Provided passage ▸
═══

We used Better Stack Uptime to monitor the availability of the production deployment hosted on Hugging Face Spaces.

**Base URL**
- https://dacrow13-hopcroft-skill-classification.hf.space

**Monitored endpoints**
- https://dacrow13-hopcroft-skill-classification.hf.space/health
- https://dacrow13-hopcroft-skill-classification.hf.space/openapi.json
- https://dacrow13-hopcroft-skill-classification.hf.space/docs

## Prometheus on Hugging Face Space

Prometheus is also running directly on the Hugging Face Space and is accessible at:
- https://dacrow13-hopcroft-skill-classification.hf.space/prometheus/

**Checks and alerts**
- Monitors are configured to run from multiple locations.
- Email notifications are enabled for failures.
- A failure scenario was tested to confirm Better Stack reports the server error details.

- Screenshots are available in `monitoring/screenshots/`.

---

## Grafana Dashboard

Grafana provides real-time visualization of system metrics and drift detection status.

### Configuration
- **Port**: `3000`
- **Credentials**: `admin` / `admin`
- **Dashboard**: Hopcroft Monitoring Dashboard
- **Datasource**: Prometheus (auto-provisioned)
- **Provisioning Files**:
  - Datasources: `grafana/provisioning/datasources/prometheus.yml`
  - Dashboards: `grafana/provisioning/dashboards/dashboard.yml`
  - Dashboard JSON: `grafana/dashboards/hopcroft_dashboard.json`

### Dashboard Panels
1. **API Request Rate**: Rate of incoming requests per endpoint
2. **API Latency**: Average response time per endpoint
3. **Drift Detection Status**: Real-time drift detection indicator (0=No Drift, 1=Drift Detected)

═══

Stored dataset items
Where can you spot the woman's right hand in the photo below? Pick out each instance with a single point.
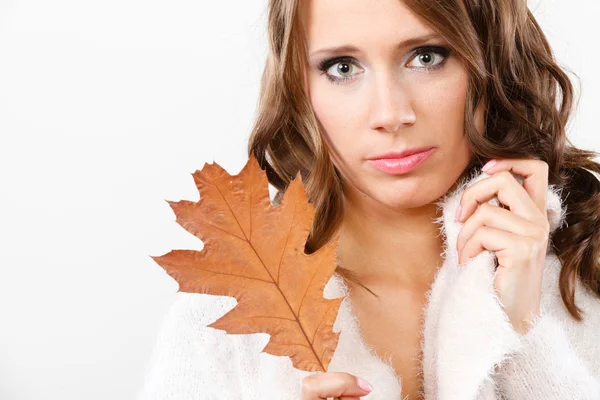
(337, 385)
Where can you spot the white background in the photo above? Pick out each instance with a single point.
(106, 108)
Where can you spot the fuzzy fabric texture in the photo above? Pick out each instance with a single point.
(469, 349)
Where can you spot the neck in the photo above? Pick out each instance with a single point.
(384, 247)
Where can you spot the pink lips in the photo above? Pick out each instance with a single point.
(401, 165)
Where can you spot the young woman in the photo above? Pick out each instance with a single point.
(389, 110)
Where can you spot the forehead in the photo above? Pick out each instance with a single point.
(361, 23)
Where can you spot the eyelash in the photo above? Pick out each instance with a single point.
(328, 63)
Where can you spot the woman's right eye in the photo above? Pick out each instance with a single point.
(338, 70)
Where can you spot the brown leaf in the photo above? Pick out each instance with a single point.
(254, 251)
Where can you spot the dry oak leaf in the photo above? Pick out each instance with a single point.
(254, 251)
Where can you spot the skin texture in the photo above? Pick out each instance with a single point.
(387, 100)
(389, 103)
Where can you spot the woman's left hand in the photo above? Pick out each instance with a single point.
(518, 235)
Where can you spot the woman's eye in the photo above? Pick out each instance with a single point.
(427, 59)
(341, 71)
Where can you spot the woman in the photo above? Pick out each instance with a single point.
(503, 304)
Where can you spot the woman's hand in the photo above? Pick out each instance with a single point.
(518, 235)
(337, 385)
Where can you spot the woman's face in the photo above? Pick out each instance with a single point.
(386, 95)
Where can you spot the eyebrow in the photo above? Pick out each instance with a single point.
(348, 48)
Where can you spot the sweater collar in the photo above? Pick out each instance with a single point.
(465, 331)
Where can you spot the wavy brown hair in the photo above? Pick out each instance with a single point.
(512, 69)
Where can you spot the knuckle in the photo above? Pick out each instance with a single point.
(505, 176)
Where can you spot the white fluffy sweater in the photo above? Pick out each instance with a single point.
(470, 350)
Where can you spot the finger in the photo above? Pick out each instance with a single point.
(509, 192)
(332, 384)
(498, 218)
(509, 248)
(535, 173)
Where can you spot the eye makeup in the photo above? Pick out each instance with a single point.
(439, 51)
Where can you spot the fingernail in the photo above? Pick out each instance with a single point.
(488, 165)
(364, 385)
(458, 210)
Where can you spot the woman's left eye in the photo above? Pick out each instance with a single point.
(429, 57)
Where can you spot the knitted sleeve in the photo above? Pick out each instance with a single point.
(190, 360)
(559, 359)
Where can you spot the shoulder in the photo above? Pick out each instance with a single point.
(187, 353)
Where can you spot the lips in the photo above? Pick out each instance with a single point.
(402, 154)
(401, 164)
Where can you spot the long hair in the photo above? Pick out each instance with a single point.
(512, 69)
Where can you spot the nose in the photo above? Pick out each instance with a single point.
(391, 106)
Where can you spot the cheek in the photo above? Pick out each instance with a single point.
(337, 113)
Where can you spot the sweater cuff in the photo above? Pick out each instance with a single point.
(547, 366)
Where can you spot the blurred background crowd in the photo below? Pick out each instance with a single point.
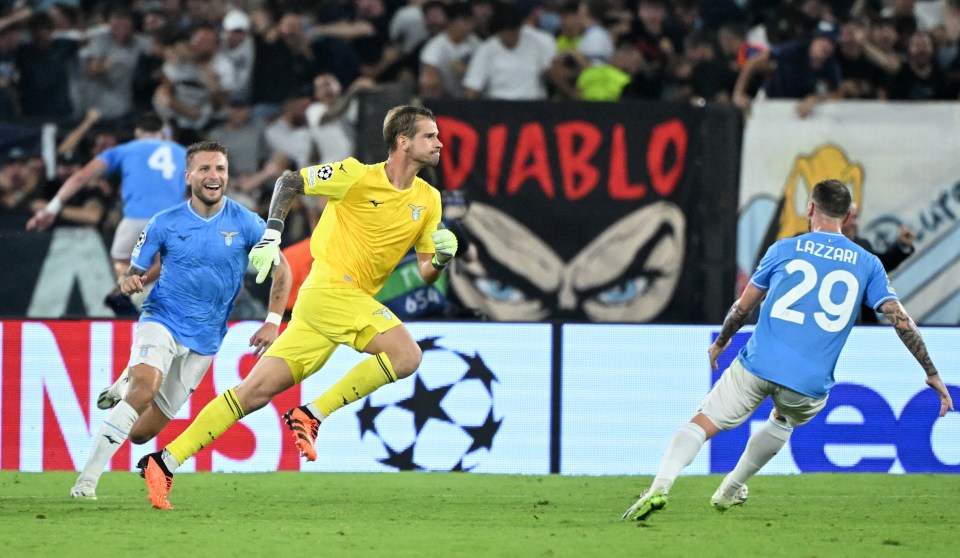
(277, 81)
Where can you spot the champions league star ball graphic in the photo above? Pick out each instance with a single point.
(441, 419)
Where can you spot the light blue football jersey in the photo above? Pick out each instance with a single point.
(152, 175)
(815, 283)
(204, 260)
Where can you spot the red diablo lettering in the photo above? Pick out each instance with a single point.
(579, 145)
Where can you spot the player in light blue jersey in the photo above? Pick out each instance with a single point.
(203, 246)
(151, 171)
(814, 284)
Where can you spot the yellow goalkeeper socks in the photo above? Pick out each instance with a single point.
(362, 380)
(213, 420)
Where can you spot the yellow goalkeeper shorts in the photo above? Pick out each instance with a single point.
(322, 320)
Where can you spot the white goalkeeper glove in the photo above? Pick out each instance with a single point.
(266, 253)
(445, 247)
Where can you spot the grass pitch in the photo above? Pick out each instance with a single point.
(460, 514)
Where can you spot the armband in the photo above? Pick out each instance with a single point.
(54, 206)
(273, 318)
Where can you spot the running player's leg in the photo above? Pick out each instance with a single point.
(154, 349)
(182, 378)
(791, 409)
(395, 355)
(270, 376)
(356, 319)
(730, 402)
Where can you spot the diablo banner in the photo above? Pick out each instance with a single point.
(586, 211)
(900, 161)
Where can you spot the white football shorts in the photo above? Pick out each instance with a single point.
(181, 367)
(738, 393)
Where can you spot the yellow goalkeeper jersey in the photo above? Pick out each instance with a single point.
(368, 224)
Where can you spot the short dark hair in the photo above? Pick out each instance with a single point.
(149, 122)
(832, 198)
(204, 146)
(402, 121)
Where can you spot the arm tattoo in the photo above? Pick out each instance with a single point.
(285, 191)
(279, 286)
(909, 334)
(732, 323)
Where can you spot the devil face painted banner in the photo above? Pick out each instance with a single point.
(576, 210)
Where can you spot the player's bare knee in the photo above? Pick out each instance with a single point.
(138, 438)
(406, 361)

═══

Request 1 ▸ Gather every line of the listing that contains the string "diablo", matching case exactly.
Request 2 ▸ Carry the monitoring documentation on from its last line.
The listing is unrelated to the monitoring documentation.

Written answer 1 ▸
Where can you spot the red diablo lettering in the photo above? Pick out each instance with a single point.
Where can you spot the diablo banner in the photo above? Pick out each instance with a single point.

Written answer 2 ▸
4. **Drift P-Value**: Statistical significance of detected drift
5. **Drift Distance**: Kolmogorov-Smirnov distance metric

### Access
Navigate to `http://localhost:3000` and login with the provided credentials. The dashboard refreshes every 10 seconds.

---

## Data Drift Detection

Automated distribution shift detection using statistical testing to monitor model input data quality.

### Algorithm
- **Method**: Kolmogorov-Smirnov Two-Sample Test (scipy-based)
- **Baseline Data**: 1000 samples from training set
- **Detection Threshold**: p-value < 0.05 (with Bonferroni correction)
- **Metrics Published**: drift_detected, drift_p_value, drift_distance, drift_check_timestamp

### Scripts

#### Baseline Preparation
**Script**: `drift/scripts/prepare_baseline.py`

Functionality:
- Loads data from SQLite database (`data/raw/skillscope_data.db`)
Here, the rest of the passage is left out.